Source data =
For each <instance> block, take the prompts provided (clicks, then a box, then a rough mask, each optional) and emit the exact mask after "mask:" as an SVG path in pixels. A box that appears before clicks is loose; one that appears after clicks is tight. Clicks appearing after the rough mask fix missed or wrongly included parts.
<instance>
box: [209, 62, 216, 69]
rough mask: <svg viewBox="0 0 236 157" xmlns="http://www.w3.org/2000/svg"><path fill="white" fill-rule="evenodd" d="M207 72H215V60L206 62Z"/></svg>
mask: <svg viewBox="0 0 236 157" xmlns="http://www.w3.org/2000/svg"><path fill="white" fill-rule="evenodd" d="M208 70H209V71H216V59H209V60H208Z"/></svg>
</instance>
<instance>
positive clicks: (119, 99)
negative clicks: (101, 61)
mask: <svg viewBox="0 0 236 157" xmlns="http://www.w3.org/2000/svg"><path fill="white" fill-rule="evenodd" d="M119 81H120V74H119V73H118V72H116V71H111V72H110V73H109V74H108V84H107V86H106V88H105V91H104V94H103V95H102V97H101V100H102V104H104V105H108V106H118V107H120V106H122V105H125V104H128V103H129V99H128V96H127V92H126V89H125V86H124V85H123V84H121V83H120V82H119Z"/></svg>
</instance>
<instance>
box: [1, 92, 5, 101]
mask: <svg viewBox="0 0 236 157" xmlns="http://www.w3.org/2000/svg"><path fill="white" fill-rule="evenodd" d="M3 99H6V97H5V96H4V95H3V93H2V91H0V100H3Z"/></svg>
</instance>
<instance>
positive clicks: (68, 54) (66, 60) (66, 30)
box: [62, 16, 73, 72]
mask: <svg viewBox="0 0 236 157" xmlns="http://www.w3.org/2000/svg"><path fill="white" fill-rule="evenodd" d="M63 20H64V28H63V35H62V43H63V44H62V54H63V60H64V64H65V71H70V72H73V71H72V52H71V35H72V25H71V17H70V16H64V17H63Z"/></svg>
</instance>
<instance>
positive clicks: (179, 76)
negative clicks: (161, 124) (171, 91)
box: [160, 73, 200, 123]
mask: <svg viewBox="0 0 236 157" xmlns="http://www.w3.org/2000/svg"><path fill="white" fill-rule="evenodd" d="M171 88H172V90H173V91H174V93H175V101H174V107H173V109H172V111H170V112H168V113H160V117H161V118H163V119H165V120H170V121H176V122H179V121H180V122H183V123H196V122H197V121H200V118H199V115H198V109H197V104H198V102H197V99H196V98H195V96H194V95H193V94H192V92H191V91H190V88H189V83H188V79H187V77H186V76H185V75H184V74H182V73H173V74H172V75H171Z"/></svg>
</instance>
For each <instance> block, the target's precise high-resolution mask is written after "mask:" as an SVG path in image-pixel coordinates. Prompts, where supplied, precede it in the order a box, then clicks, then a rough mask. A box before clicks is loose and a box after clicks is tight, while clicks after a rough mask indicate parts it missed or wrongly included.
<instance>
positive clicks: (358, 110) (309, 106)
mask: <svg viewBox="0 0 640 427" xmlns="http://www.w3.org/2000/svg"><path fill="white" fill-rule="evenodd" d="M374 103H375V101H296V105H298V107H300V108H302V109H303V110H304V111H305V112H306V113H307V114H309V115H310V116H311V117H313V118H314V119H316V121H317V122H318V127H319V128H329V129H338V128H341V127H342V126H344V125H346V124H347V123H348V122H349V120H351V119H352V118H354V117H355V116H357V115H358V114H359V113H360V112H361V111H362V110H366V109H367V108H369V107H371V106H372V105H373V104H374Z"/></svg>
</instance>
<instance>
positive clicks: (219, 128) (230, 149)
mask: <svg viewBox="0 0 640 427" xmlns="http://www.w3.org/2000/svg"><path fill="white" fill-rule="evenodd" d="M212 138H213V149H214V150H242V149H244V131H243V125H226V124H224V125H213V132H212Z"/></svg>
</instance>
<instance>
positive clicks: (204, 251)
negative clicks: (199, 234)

Exercise instructions =
Print every one of the lines above again, character for character, without changing, adding, or dropping anything.

Answer space =
For each <instance> block, take the prompts provided (clicks, then a box, then a rough mask, each optional) and emit the exact mask after "mask:" as an SVG path in pixels. A box that appears before clicks is loose; one that appears after clicks is tight. Clicks appearing after the rough mask fix missed or wrongly included parts.
<instance>
box: [209, 62, 216, 69]
rough mask: <svg viewBox="0 0 236 157" xmlns="http://www.w3.org/2000/svg"><path fill="white" fill-rule="evenodd" d="M207 72H215V60L206 62Z"/></svg>
mask: <svg viewBox="0 0 236 157" xmlns="http://www.w3.org/2000/svg"><path fill="white" fill-rule="evenodd" d="M208 70H209V71H216V59H209V60H208Z"/></svg>
</instance>
<instance>
positive clicks: (119, 99)
negative clicks: (101, 61)
mask: <svg viewBox="0 0 236 157" xmlns="http://www.w3.org/2000/svg"><path fill="white" fill-rule="evenodd" d="M119 81H120V74H119V73H118V72H116V71H111V72H110V73H109V74H108V84H107V86H106V88H105V91H104V94H103V95H102V97H101V100H102V104H104V105H108V106H118V107H120V106H122V105H125V104H128V103H129V99H128V96H127V92H126V89H125V86H124V85H123V84H121V83H120V82H119Z"/></svg>
</instance>
<instance>
box: [1, 92, 5, 101]
mask: <svg viewBox="0 0 236 157" xmlns="http://www.w3.org/2000/svg"><path fill="white" fill-rule="evenodd" d="M3 99H6V97H5V96H4V95H3V93H2V91H0V100H3Z"/></svg>
</instance>
<instance>
positive clicks: (68, 54) (66, 60) (66, 30)
box: [62, 16, 73, 72]
mask: <svg viewBox="0 0 236 157" xmlns="http://www.w3.org/2000/svg"><path fill="white" fill-rule="evenodd" d="M63 20H64V28H63V35H62V43H63V44H62V54H63V60H64V64H65V71H70V72H73V71H72V52H71V35H72V25H71V17H70V16H64V17H63Z"/></svg>
</instance>
<instance>
positive clicks: (179, 76)
negative clicks: (161, 124) (171, 91)
box: [160, 73, 200, 123]
mask: <svg viewBox="0 0 236 157" xmlns="http://www.w3.org/2000/svg"><path fill="white" fill-rule="evenodd" d="M171 88H172V90H173V91H174V93H175V101H174V107H173V109H172V111H170V112H168V113H160V117H161V118H163V119H165V120H170V121H176V122H179V121H180V122H183V123H196V122H197V121H200V118H199V115H198V109H197V104H198V102H197V99H196V98H195V96H194V95H193V94H192V92H191V91H190V88H189V83H188V79H187V77H186V76H185V75H184V74H182V73H173V74H172V75H171Z"/></svg>
</instance>
For each <instance> block, the target's precise high-resolution mask is written after "mask:" as an SVG path in image-pixel coordinates. Prompts, where supplied, precede it in the order a box, then clicks, then a rough mask. A box before clicks is loose and a box after clicks is tight, while clicks after a rough mask indicate parts it missed or wrongly included.
<instance>
positive clicks: (358, 110) (309, 106)
mask: <svg viewBox="0 0 640 427" xmlns="http://www.w3.org/2000/svg"><path fill="white" fill-rule="evenodd" d="M374 103H375V101H296V105H298V107H300V108H302V109H303V110H304V111H305V112H306V113H307V114H309V115H310V116H311V117H313V118H314V119H316V121H317V122H318V127H319V128H329V129H338V128H341V127H342V126H344V125H346V124H347V123H348V122H349V120H351V119H352V118H354V117H355V116H357V115H358V114H359V113H360V112H361V111H362V110H366V109H367V108H369V107H371V106H372V105H373V104H374Z"/></svg>
</instance>
<instance>
positive clicks: (219, 128) (230, 149)
mask: <svg viewBox="0 0 640 427" xmlns="http://www.w3.org/2000/svg"><path fill="white" fill-rule="evenodd" d="M212 138H213V149H214V150H242V149H244V131H243V125H226V124H224V125H213V132H212Z"/></svg>
</instance>
<instance>
positive clicks: (204, 251)
negative clicks: (199, 234)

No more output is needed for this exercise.